# Task details:
Print, exactly as written, the line containing "Target: woman's leg" and every line after it, ending with the final line of the data below.
##### Information
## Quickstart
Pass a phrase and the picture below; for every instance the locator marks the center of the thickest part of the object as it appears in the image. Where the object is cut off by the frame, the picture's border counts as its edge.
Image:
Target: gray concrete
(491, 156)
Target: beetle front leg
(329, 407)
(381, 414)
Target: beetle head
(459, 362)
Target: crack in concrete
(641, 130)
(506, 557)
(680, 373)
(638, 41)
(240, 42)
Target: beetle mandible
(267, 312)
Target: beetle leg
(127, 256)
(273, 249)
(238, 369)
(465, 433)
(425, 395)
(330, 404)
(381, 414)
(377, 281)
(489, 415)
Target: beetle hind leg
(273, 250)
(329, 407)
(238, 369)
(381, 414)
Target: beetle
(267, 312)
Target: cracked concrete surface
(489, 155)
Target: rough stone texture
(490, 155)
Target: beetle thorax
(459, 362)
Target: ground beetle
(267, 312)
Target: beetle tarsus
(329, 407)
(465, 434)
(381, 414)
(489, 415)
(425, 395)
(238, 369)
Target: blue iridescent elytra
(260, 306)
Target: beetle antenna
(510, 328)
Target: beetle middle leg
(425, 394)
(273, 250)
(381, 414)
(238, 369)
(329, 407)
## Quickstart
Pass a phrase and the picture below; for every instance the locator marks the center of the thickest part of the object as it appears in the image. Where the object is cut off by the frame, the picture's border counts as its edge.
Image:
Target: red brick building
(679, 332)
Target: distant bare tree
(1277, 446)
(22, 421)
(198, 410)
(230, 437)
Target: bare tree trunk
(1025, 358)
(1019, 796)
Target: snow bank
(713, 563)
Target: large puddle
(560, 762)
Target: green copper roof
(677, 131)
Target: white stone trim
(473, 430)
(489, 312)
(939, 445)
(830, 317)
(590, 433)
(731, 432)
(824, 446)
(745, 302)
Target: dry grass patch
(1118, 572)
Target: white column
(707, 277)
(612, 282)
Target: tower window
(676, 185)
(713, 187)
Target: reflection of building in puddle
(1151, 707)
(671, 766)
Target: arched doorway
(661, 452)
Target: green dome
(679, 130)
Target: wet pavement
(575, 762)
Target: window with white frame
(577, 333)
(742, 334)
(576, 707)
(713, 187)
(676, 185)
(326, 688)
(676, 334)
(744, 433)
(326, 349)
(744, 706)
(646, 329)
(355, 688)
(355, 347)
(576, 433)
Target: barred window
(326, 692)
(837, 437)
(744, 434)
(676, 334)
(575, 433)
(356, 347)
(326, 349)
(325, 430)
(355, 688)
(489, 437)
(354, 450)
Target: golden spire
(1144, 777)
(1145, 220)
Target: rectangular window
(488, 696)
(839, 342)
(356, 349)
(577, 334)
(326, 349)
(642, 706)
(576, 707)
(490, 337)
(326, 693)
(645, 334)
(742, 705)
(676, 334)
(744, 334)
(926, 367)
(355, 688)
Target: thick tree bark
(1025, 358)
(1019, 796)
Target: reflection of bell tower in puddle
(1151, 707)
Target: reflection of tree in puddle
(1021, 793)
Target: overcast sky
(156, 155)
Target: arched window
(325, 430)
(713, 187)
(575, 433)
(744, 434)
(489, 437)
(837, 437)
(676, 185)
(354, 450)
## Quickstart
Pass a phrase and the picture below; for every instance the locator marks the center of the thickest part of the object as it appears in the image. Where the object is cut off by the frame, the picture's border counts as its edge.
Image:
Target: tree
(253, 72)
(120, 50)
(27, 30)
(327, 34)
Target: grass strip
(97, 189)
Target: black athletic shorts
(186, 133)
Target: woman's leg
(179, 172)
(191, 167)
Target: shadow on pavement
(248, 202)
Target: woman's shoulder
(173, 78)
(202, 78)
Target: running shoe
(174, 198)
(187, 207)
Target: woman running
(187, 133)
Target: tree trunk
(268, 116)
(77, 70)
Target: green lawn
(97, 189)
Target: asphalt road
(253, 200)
##########
# Result for this task:
Target: woman's leg
(179, 172)
(191, 167)
Target: shadow on pavement
(248, 202)
Target: woman's shoulder
(173, 78)
(202, 78)
Target: running shoe
(174, 198)
(187, 207)
Target: woman running
(187, 133)
Target: tree trunk
(268, 116)
(77, 70)
Target: green lawn
(97, 189)
Target: asphalt road
(253, 200)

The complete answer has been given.